[Items listed in a dataset]

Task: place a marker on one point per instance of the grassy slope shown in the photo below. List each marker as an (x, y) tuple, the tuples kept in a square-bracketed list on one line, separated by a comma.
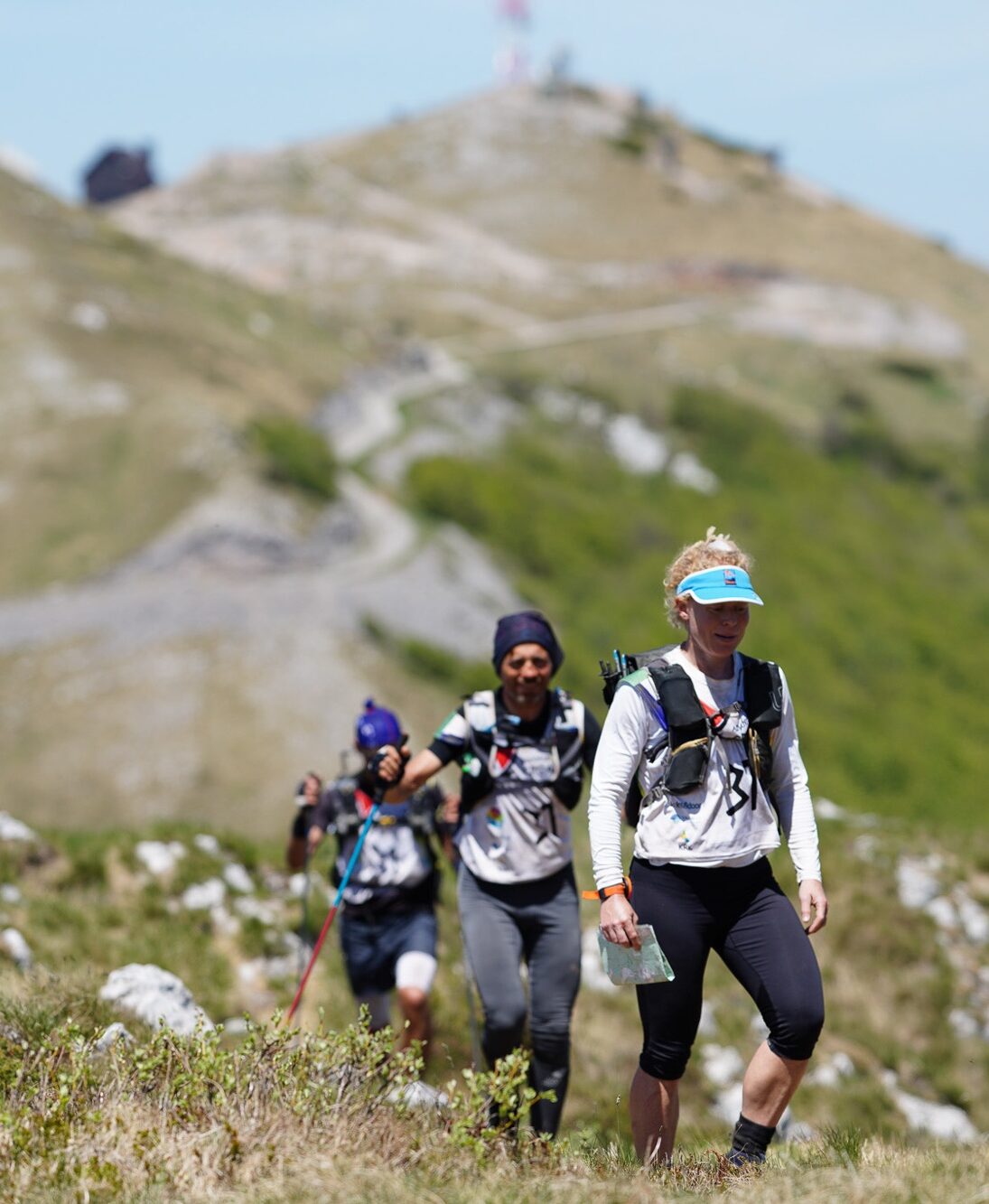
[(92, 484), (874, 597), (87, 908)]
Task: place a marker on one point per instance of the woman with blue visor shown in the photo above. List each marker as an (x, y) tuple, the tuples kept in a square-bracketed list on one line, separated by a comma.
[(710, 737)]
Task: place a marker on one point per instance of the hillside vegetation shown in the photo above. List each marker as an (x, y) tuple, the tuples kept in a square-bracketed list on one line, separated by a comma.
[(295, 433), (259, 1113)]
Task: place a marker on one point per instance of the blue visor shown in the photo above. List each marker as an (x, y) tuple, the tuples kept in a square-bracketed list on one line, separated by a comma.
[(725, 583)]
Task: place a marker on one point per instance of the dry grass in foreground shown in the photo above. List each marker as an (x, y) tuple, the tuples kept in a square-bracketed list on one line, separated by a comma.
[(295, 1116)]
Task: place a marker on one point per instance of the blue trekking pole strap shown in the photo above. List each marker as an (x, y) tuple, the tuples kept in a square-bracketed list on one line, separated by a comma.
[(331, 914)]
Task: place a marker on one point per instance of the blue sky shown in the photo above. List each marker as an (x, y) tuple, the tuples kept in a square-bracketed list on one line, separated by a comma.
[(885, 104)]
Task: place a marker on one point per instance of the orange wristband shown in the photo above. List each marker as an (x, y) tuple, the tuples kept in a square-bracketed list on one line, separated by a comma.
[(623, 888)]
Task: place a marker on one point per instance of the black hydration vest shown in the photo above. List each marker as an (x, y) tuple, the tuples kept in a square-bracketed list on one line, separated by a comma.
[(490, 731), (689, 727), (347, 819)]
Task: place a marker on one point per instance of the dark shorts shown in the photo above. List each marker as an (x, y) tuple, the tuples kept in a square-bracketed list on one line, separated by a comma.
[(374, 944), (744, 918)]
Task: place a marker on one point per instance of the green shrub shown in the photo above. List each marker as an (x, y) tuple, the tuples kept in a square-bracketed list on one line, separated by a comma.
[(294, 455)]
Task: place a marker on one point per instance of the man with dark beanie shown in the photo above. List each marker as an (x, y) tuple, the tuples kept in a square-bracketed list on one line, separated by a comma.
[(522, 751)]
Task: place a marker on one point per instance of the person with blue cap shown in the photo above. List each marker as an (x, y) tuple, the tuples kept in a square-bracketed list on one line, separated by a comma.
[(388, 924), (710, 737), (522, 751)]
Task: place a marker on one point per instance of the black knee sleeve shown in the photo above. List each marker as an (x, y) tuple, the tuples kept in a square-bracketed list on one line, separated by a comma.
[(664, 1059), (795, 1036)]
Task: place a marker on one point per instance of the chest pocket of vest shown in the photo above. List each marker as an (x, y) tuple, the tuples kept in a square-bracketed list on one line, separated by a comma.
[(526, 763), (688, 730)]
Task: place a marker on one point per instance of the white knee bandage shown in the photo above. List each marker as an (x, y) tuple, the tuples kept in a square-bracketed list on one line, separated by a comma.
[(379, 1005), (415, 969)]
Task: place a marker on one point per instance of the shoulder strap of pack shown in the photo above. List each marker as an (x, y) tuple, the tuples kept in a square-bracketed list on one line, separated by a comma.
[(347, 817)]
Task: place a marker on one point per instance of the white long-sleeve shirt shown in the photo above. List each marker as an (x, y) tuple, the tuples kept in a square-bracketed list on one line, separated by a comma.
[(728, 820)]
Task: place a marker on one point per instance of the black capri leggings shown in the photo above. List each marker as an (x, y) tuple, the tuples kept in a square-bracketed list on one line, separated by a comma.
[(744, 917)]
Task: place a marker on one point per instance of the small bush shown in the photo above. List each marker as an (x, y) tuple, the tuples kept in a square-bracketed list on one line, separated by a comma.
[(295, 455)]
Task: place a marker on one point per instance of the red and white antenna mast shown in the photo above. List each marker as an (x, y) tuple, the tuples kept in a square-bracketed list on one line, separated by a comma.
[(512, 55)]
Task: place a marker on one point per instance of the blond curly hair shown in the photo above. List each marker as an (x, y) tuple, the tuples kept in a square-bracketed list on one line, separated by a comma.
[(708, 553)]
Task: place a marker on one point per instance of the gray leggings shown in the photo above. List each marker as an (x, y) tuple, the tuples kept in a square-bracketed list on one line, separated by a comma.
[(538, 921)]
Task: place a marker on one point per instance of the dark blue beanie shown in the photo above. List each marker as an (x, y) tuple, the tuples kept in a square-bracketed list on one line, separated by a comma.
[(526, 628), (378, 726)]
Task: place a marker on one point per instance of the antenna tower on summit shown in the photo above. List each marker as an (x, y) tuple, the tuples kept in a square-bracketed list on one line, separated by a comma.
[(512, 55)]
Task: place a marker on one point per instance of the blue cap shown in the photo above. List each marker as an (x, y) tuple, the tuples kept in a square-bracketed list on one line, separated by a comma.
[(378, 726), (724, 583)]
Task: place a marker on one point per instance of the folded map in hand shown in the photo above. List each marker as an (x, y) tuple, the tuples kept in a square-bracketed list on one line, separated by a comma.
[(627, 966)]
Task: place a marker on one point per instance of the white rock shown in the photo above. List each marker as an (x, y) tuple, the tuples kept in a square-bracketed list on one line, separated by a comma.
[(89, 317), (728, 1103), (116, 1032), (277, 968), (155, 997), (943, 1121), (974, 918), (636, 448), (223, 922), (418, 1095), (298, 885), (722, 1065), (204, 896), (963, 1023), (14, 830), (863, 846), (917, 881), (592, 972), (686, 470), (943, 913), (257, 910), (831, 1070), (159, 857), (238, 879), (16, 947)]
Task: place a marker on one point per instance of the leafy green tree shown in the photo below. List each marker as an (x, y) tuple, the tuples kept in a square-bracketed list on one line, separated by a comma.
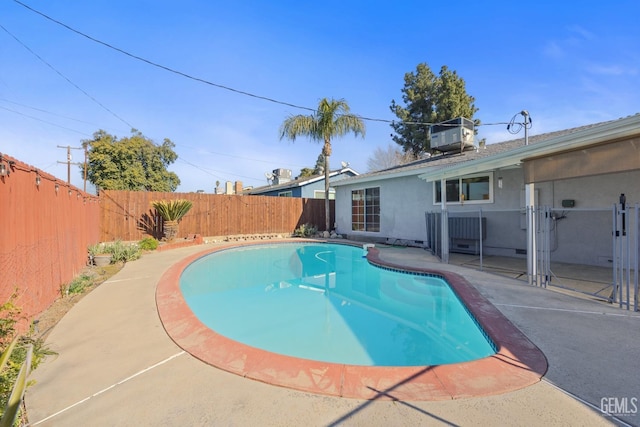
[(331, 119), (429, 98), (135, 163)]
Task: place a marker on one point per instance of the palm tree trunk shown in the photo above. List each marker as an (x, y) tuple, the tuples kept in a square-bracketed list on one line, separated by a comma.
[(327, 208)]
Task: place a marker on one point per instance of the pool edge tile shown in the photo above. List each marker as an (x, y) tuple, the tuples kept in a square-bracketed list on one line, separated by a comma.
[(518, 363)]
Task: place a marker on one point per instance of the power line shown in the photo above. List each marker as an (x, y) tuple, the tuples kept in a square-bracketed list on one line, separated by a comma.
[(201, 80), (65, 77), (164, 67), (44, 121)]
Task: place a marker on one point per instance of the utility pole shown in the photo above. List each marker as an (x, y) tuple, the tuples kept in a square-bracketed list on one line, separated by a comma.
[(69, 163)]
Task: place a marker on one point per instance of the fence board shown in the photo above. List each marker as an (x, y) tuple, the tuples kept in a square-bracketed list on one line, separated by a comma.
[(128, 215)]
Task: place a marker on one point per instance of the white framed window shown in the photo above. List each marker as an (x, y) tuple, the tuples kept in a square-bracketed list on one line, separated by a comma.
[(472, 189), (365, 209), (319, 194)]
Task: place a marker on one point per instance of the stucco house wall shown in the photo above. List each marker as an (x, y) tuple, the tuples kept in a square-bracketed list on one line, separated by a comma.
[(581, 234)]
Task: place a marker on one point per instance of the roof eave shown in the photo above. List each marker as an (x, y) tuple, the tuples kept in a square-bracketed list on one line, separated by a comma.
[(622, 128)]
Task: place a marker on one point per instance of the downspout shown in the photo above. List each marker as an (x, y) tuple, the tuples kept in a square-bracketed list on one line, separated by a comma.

Short exercise: All of the records above must be copied exactly, except for the pictures.

Final result:
Task: place a marker on one point per instance of the grassy slope shown in the photo below. List each marker as an (x, y) tuple, the tuples kept in a square-bracketed list on one line, separated by a comma.
[(92, 484), (874, 597), (87, 908)]
Task: place a marker on one point per instance of the woman with blue visor shown in the photo above. List each marker as an (x, y) tuple, the tuples kept in a square-bracketed list on one line, separated by a comma.
[(710, 737)]
Task: place a marker on one point per instance of the hillside vegetation shown in the photo above. List each marker as an (x, y) tuple, the tuples kept in a square-bracketed list on one line, separated by a comma.
[(295, 433), (259, 1113)]
Task: place a marker on one point per instance of the blue visor shown in the photo above. List each marker as an (x, y) tuple, the tuples kept in a square-bracketed list on one line, separated by a comma.
[(725, 583)]
Task: place a marker on one point per instance of the dry grass in foreground shown in the photo above. List each marker as an (x, y) tuple, the tuples kept in a square-bracketed list on one line, separated by a comma.
[(295, 1116)]
Task: place a marker on one point per instance of the blue trekking pole strap shown in the photo above. List each marker as an (x, y) tuple, the tuples kept in a square-bracketed list on one line, separated by a comma.
[(331, 914)]
Task: place a marker on one point per instance of the blue sky shown in the photo above. List each marker as an (x, y) tuple, the tuples kept in a square-bracketed list on one line, separated by a comma.
[(885, 104)]
Task: place a marker on one point per instance of the orange wristband shown in the photo above. List each marker as an (x, y) tuple, the tuples kept in a square-bracketed list on one line, separated by a comma.
[(623, 888)]
Task: place a marker on one point per instance of the black hydration vest shown in the photo above. List each marker as an (x, y) tuple, the tuples kept in a square-bracketed list on one line, separated by a comma.
[(490, 731), (689, 727), (347, 819)]
Task: place a marker on one point per instance of the dark shorts shown in the photo above. List each marker as an (x, y) tuple, the tuples kept in a square-bracketed list on one line, separated by a comma.
[(374, 944), (744, 918)]
Task: place a marker on one point per instance of the green shrub shown in the photo above. List each marker as an (x, y) tuple, the tuples kept in a square-bracketed list on one line, separated by a comma.
[(294, 455)]
Task: place a marker on one point per instance of the man with dark beanie shown in the photo above. List each marker as an (x, y) tuple, the tuples kept in a square-bracketed list on one line, separated by a comma.
[(522, 751)]
Task: place a marker on one point per instance of the person with blue cap shown in the photo above. List each marker as an (x, y) tuple, the tuples kept in a square-bracketed list on one line, separated by a comma.
[(388, 924), (710, 737), (522, 751)]
Task: place a marker on one point per instance of the black knee sleeve shown in the photo above. List each marker as an (x, y) tuple, the tuples kept in a square-bracketed list on one line, separated by a comma.
[(664, 1059), (795, 1036)]
Task: place a marker on one point per instance of the chest pocket of vest shown in the photo above. List each marker as an (x, y) tuple, the tuples kept in a square-bracketed list on one line, separated by a comma.
[(526, 763), (688, 730)]
Task: place a marker on one point per instance of the white knee bandage shown in the photo above. List each marker as an (x, y) tuple, the tuples kept in a square-bracketed list on one line, separated by a comma.
[(379, 1005), (415, 969)]
Task: place a marker on one point per instance of the shoulder strap of pack shown in the photo above. List each marker as an (x, y) tuple, the tuples kept in a square-bracketed list on one line, separated by a comma.
[(347, 817)]
Task: place a marker on one point per instance of the white long-sleeve shirt shown in the photo above. List each marker as an (x, y) tuple, the tuples kept in a square-bracketed list on one line, separated by a comma.
[(728, 820)]
Task: place a marker on one point per instance of the black capri leggings shown in the photo above. List each marker as an (x, y) tuple, the tuples kept in a square-bracketed list on one line, separated by a comma.
[(744, 917)]
Task: place a marker on one point per instance of the small bush shown in the photo above. List each marker as an (x, y) tuple, the tuples kept in a square-bracketed list on one line, separated by a comma.
[(295, 455)]
Task: place a marker on one point per instance of the red and white antenna mast shown in the photo above. List each marker as an (x, y) tuple, the tuples kept in a square-bracketed list on one line, separated by a comma.
[(512, 55)]
Task: place a marker on one point per instance of the blond curly hair shown in the photo above. List each marker as an (x, y) tuple, the tuples kept in a square-bracketed list on one line, separated by a comma.
[(708, 553)]
Task: place a marker on one point per instance of the gray leggings shown in the photo above. List each marker as an (x, y) tuple, the tuples kept in a square-bracketed list on one line, separated by a comma.
[(538, 921)]
Task: place a marker on one point per instance of the dark blue beanie shown in the photo above. List each marker as an (x, y) tuple, the tuples kept in a square-bracketed list on one line, separated by a comma.
[(526, 628), (378, 726)]
Task: place a marker on one point per instance of the antenna tower on summit shown in the photo above. List each marker as an (x, y) tuple, the tuples kept in a square-bracketed list on one line, separated by a comma.
[(512, 55)]
Task: place a marker on one point per instance of the blue cap shown in the photo above. List each marker as an (x, y) tuple, the tuples kept in a square-bracketed list on one line, separated by a comma.
[(378, 726), (724, 583)]
Task: place a marker on one point per instance of the folded map in hand shown in the photo above. List each marker as an (x, y) tuple, the tuples kept in a square-bracketed list on one line, separated by a comma.
[(627, 966)]
Task: place a marker on one point per instance of the white rock shown in the photo above. List each marker as an (x, y) tuple, the tuples kept in a square-bracketed list on one line, separated by a comma.
[(89, 317), (728, 1103), (116, 1032), (277, 968), (155, 997), (943, 1121), (974, 918), (636, 448), (223, 922), (418, 1095), (298, 885), (722, 1065), (204, 896), (963, 1023), (14, 830), (863, 846), (917, 881), (592, 972), (686, 470), (943, 913), (257, 910), (831, 1070), (159, 857), (238, 879), (16, 947)]
Task: place a marker on one point per instance of the leafy green tree shown in the photo below. List each marker as an (x, y) tuple, the tuples kept in a square-bracketed list on one line, separated by a comma.
[(331, 119), (429, 98), (135, 163)]
Task: place a marker on one point per instance of the palm tree trunk shown in the photo above. List each marker as an (x, y) tuple, the tuples kept in a square-bracketed list on one line, separated by a comma.
[(327, 208)]
Task: place a marker on one point per instance of the pool edge tile shown in the photo above. List each marker as an (x, y) tuple, the tuples kept in a square-bracketed list on one line, separated by a comma.
[(518, 363)]
Task: place a marker on one point per instance of the power line shown in the photo above. List each marker as an (x, y) tuple, the tuples kept in a square-bracketed list on one line, separated by a comma.
[(201, 80), (65, 77), (164, 67), (44, 121)]
Task: place a marker on one point per instance of the utility pole shown in the photo above. List each marker as an (x, y) tuple, the tuples kept in a square-bracketed list on one line, separated by a comma.
[(69, 163)]
Task: place a marker on one point per instance of the fence board shown in the photo above. List each marker as an (x, y) tuple, the tuples kept in a square-bracketed list on one line, separated by a comma.
[(128, 215)]
Task: place a marker on one point per instance of the white framed window shown in the photo above. List each marker as an (x, y) tuple, the tuples kept in a square-bracketed list on one line, separated by a comma.
[(472, 189), (365, 209), (319, 194)]
Task: place a marker on one point per instance of the stucco house wall shown in the photo above. List each marker as an (x, y) tuple, the tuples kept in a square-bracketed list on one line, separated by a comma.
[(581, 234)]
Task: place a marker on one point per instance of the roof eave shown in the photo above. List each marker as an (x, y) tuple, the tuples kept in a square-bracketed list on one line, separated by a comma.
[(622, 128)]
Task: place a marker on one point per instance of the downspout shown in the photo above. List each marker as an (x, y) tuple, the tuples kept in a square-bracketed list on one line, separated by a comma.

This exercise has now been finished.